→ PASAJE SELECCIONADO:
----

Por NARCISA GARCÍA
29 DE OCTUBRE DE 2017 02:17 AM | ACTUALIZADO EL 29 DE
OCTUBRE DE 2017 02:36 AM
El comunismo es una mierda. La referencia escatológica es
deliberada en sus dos acepciones: la excremencial y la relativa a la vida de
ultratumba. Un miembro del Partido en la Unión Soviética le cuenta a la nobel
Svetlana Alexiévich que una vez le ordenaron supervisar los vagones de los
trenes que partían a Siberia. Cuando uno de ellos se abrió de manera
inesperada, vio lo que había dentro: una mujer colgada y un niño comiendo
mierda. Dice Isaiah Berlin que es posible que en las sociedades influidas por
Bizancio o por la Iglesia ortodoxa se dé una “sed de sistemas teológicos, más
aún: escatológicos”, al explicar la aceptación y puesta en práctica de un
sistema total que precise o suscriba el mundo bajo sus paradigmas que tiene una
sociedad como la rusa desde el siglo XIX.

----

→ SEGMENTO DE DATOS:

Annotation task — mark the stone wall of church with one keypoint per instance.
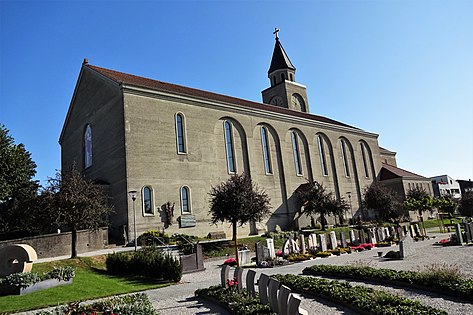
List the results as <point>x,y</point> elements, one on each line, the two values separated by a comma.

----

→ REQUISITOS DEL EJERCICIO:
1. En el artículo sobre el comunismo, ¿qué le ordenaron supervisar al miembro del Partido en la Unión Soviética?
2. Prolonga el artículo sobre el comunismo a partir de su última oración.
El material no hace falta para nada de lo que se pide.

→ SOLUCIONES:
1. Los vagones de los trenes que partían a Siberia.

2.
El cinematógrafo llega a Rusia justo a tiempo para la
coronación del zar Nicolás II. Bombillas, ferrocarriles y cinematógrafos
confluyeron en el siglo XIX para dar inicio a la era de la técnica del siglo
XX. Durante la Guerra Civil Rusa, justo después del golpe de Estado de ese
líder envenenado de odio que incendió el mundo cuando fue aislado por la
sociedad que quebraría, los llamados trenes agitprop viajaban
repletos de actores y artistas que adoctrinaban a los pasajeros y lanzaban
propaganda por las ventanas al pasar por pueblos pequeños. De agitadores y
propaganda, el tren “V. I. Lenin” iba pintado por fuera con colores atractivos
y mensajes proselitistas, y tenía un vagón especial para el cinematógrafo. “De
las artes, el cine es para nosotros la más importante”, había dicho Vladimir
Lenin en un territorio cuyo analfabetismo superaba el ochenta por ciento. Claro
que era la más importante: se adueñó primero del Pravda, y de inmediato se hizo
con la producción cinematográfica.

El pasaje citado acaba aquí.